Document segment >>
==========
After running the analysis using results = cml.run() I can see it has successfully generated result.out files that look about right. Most importantly is the final line of the file that I need to parse into Python:

t= 0.2173  S=   703.9  N=  1489.1  dN/dS=  0.2247  dN = 0.0344  dS = 0.1529


What I am most interested in is dN/dS = 0.2247

According to Biopython's PAML wiki this value can be obtained from Python by doing results = cml.run() which generates a dictionary with a set of values I am interested in after running the analysis. The wiki claims I can find the values I need in a key called 'parameters'. But this only returns one of the values I need t= 0.2173, look:

>>> results.values()
['Fcodon', 'One dN/dS ratio for branches, ', '4.7b', {0: {'description': 'one-ratio', 'parameters': {'t': 0.1982}}}, {'htlv': {}, 'stlv': {}}]


Notice, that my parameters key only contains the t= 0.2173 and has omitted S= 703.9 N= 1489.1 dN/dS= 0.2247 dN = 0.0344 dS = 0.1529

Could anybody with codeml experience explain to me why the parser fails to yield most of the parameters (values) I am interested in?

Thank you

biopython python codeml parser read • 3.4k views
Been hacking away at this problem for a while now, what is quite mysterious is that the PAML manual is given as version 4.7a (2013 May) whilst the codeml program I am using states it is PAML 4.7b (2013 Sep)... hmm perhaps this could be a very new bug caused by Biopython not yet being updated to deal with the new codeml version?

Could be a bug - why don't you report this to Biopython with a sample file and snippet of code to show the problem? https://github.com/biopython/biopython/issues

Did you report a bug? Could you post a link to it?

Yep here (sorry for the late reply):

https://github.com/biopython/biopython/issues/483

7.0 years ago
AW ▴ 350

Hi,

You can obtain omega values for each branch using the following commands:

from Bio.Phylo.PAML import codeml

print results["NSsites"][0]["parameters"]["omega"]

This gives you a list of omega (dn/ds) for each branch

I am using version 4.7b and biopython-1.6.3

Hope that helps!

A
==========
Listed records >>
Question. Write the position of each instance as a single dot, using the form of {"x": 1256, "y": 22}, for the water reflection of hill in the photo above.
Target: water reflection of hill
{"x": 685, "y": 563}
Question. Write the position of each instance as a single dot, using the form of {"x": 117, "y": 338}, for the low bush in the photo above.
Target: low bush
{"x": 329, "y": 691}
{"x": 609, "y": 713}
==========
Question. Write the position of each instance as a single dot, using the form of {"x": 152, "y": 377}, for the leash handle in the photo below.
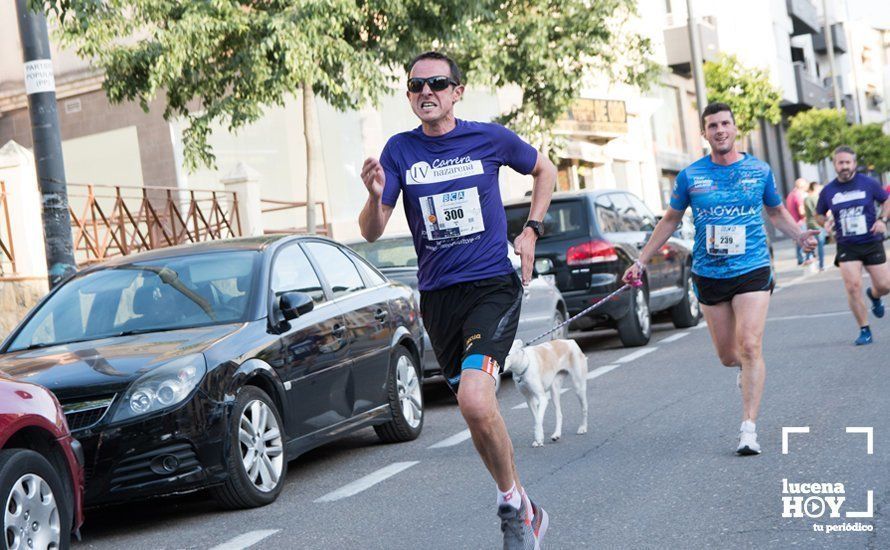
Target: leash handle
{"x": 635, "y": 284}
==========
Task instructions >>
1. In the forum thread about the codeml parser, which PAML version does the poster's codeml program report?
2. Return the passage of the forum thread about the codeml parser from "Notice, that my" up to and including "am interested in?".
The rows have no connection to the forum thread about the codeml parser.

Exercise responses >>
1. PAML 4.7b (2013 Sep)

2.
Notice, that my parameters key only contains the t= 0.2173 and has omitted S= 703.9 N= 1489.1 dN/dS= 0.2247 dN = 0.0344 dS = 0.1529

Could anybody with codeml experience explain to me why the parser fails to yield most of the parameters (values) I am interested in?